> [WHAT THE TASK REQUIRES]
Starting with the line that contains "task: instance_segmentation", write out each line through the end of the listing, unchanged. Output nothing else.

(Records from a data collection)

-- Begin --

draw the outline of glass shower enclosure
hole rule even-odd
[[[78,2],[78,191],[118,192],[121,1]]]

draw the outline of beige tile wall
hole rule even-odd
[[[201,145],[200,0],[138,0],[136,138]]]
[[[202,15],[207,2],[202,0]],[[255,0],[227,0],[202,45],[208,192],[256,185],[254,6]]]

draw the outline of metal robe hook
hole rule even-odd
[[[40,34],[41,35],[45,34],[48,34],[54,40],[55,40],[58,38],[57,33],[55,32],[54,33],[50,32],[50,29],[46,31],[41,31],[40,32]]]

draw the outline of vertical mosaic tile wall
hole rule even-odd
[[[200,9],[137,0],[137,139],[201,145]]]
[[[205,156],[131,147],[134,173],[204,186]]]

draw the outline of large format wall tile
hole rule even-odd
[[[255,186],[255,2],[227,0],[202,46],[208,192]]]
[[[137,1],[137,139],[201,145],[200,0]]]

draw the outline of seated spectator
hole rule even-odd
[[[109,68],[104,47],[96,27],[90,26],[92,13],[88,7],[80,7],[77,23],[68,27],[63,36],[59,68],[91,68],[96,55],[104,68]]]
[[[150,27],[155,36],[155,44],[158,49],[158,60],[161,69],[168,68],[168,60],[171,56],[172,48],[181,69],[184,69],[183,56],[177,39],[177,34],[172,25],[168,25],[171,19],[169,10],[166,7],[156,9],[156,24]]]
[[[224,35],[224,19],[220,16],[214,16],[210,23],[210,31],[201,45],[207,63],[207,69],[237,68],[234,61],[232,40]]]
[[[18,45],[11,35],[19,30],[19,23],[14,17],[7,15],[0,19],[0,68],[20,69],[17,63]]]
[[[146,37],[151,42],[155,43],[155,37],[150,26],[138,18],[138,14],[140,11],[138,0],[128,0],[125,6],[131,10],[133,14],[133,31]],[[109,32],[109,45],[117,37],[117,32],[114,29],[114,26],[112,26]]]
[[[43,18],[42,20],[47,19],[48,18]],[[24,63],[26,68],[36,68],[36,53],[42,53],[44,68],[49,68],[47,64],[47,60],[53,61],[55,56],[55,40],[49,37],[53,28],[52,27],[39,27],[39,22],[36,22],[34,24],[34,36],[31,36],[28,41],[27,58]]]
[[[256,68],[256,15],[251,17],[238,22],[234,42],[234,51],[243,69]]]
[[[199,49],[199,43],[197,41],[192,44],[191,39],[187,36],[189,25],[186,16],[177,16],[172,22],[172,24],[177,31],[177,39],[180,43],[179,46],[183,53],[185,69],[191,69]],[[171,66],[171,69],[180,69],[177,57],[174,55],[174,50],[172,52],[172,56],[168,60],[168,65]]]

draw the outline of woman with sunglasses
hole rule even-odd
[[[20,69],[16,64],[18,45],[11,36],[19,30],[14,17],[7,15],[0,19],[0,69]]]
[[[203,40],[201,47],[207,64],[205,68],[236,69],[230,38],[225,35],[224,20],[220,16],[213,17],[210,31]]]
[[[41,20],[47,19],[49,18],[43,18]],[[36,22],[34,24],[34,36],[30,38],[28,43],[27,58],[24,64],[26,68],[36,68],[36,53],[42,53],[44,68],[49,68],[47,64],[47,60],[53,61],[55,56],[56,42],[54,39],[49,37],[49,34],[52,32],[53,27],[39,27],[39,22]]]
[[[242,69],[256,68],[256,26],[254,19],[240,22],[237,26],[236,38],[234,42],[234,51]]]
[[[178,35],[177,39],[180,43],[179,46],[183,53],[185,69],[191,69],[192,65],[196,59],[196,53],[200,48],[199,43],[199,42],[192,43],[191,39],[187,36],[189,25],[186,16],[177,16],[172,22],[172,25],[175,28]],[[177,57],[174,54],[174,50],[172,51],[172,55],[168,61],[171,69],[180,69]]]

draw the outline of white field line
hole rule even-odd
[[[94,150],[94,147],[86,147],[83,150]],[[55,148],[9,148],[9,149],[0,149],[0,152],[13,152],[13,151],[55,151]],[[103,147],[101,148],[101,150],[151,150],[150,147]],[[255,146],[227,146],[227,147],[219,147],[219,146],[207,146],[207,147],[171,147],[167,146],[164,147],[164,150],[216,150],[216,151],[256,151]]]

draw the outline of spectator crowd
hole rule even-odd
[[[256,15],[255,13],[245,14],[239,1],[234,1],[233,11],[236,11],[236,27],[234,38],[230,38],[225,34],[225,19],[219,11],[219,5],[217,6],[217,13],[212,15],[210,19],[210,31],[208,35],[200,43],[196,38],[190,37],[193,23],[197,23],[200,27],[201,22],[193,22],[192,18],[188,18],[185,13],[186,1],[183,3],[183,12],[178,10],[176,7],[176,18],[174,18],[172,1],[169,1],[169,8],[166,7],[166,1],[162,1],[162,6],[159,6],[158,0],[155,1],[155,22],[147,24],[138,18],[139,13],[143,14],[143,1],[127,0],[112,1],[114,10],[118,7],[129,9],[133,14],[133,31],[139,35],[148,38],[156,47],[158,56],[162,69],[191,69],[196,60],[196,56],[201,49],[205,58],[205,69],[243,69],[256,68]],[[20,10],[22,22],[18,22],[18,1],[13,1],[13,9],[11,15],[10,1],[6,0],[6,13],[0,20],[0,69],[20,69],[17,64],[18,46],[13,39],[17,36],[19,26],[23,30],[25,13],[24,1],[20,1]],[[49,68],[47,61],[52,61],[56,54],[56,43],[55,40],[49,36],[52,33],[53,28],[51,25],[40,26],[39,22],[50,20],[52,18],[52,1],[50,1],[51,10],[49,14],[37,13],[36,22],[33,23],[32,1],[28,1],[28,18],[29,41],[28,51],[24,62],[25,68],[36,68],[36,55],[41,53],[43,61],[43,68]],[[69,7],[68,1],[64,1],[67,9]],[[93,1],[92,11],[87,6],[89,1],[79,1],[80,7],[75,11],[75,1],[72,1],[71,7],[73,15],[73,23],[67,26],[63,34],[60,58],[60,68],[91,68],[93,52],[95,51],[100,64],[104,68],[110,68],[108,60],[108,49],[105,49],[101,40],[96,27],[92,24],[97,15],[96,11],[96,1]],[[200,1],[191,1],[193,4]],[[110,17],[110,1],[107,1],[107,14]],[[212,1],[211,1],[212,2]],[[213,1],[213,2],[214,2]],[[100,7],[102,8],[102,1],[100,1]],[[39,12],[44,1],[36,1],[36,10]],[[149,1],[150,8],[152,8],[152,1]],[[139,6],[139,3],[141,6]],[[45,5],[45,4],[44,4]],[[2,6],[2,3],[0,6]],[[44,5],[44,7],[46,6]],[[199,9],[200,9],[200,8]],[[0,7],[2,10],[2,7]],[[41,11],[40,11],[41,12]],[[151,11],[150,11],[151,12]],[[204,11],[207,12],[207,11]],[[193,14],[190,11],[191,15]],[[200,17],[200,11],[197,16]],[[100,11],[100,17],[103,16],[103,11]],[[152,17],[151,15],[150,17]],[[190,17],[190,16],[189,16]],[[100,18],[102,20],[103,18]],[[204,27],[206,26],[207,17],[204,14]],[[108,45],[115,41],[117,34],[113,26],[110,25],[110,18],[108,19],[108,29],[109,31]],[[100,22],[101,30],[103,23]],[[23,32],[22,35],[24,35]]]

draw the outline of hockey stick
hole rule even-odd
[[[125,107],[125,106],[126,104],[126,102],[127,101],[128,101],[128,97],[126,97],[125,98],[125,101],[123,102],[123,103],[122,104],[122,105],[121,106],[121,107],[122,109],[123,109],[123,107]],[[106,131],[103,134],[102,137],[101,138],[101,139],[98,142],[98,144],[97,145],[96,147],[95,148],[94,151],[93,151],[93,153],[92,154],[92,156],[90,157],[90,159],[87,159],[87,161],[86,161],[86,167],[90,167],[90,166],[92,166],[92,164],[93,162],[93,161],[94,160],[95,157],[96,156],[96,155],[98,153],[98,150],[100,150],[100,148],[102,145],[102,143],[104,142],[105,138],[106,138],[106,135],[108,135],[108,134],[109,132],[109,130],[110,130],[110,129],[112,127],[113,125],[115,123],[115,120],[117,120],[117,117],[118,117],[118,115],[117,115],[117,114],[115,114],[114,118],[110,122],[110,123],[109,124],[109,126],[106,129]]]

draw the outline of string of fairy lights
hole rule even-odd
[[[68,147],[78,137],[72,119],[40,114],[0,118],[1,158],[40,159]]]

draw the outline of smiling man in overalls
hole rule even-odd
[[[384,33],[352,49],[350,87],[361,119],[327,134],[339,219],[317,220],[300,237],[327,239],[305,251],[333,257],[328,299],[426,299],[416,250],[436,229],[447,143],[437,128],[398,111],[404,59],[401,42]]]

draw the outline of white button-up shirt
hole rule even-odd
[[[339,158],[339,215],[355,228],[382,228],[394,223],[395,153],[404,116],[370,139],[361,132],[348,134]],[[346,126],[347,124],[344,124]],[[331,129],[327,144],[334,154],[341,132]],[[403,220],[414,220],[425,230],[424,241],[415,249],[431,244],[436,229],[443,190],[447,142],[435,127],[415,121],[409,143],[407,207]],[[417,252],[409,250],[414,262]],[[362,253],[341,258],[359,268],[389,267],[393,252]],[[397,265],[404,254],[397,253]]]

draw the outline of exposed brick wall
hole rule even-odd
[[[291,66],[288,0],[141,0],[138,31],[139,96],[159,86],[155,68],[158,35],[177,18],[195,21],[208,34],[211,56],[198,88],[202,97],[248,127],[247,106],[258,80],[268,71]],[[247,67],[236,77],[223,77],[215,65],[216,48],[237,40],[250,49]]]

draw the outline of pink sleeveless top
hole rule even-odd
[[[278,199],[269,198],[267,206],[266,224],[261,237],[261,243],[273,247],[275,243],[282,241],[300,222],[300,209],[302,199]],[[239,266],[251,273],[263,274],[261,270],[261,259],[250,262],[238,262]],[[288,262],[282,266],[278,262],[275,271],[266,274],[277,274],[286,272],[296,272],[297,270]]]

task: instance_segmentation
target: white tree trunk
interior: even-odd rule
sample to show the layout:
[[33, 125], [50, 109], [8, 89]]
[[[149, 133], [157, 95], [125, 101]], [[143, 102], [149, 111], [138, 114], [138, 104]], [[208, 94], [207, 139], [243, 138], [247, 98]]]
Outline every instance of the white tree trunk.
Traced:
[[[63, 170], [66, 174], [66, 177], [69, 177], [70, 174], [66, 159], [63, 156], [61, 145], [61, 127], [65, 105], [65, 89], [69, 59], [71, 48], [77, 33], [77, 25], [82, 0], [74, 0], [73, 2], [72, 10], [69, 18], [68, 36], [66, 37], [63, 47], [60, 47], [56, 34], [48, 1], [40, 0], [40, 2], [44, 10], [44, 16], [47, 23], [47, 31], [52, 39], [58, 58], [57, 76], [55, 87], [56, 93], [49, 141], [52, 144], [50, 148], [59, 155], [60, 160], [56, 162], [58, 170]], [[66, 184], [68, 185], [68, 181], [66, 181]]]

-- End --

> [OUTPUT BELOW]
task: instance_segmentation
target: white tree trunk
interior: even-odd rule
sample to show the layout:
[[33, 125], [50, 109], [8, 89]]
[[[149, 133], [157, 95], [125, 101]], [[143, 102], [149, 111], [138, 114], [138, 104]], [[208, 94], [207, 139], [243, 138], [247, 98]]]
Outline every instance of the white tree trunk.
Traced:
[[[63, 170], [66, 174], [66, 177], [69, 177], [70, 174], [66, 159], [63, 156], [61, 145], [61, 127], [65, 105], [65, 89], [69, 59], [71, 48], [77, 33], [77, 25], [82, 0], [74, 0], [73, 2], [72, 10], [69, 18], [68, 36], [66, 37], [63, 47], [60, 47], [56, 34], [48, 1], [40, 0], [40, 2], [44, 10], [44, 16], [47, 23], [47, 31], [52, 39], [58, 58], [57, 76], [55, 87], [56, 93], [49, 141], [52, 144], [50, 148], [59, 155], [60, 160], [56, 162], [58, 170]], [[66, 184], [68, 185], [68, 181], [66, 181]]]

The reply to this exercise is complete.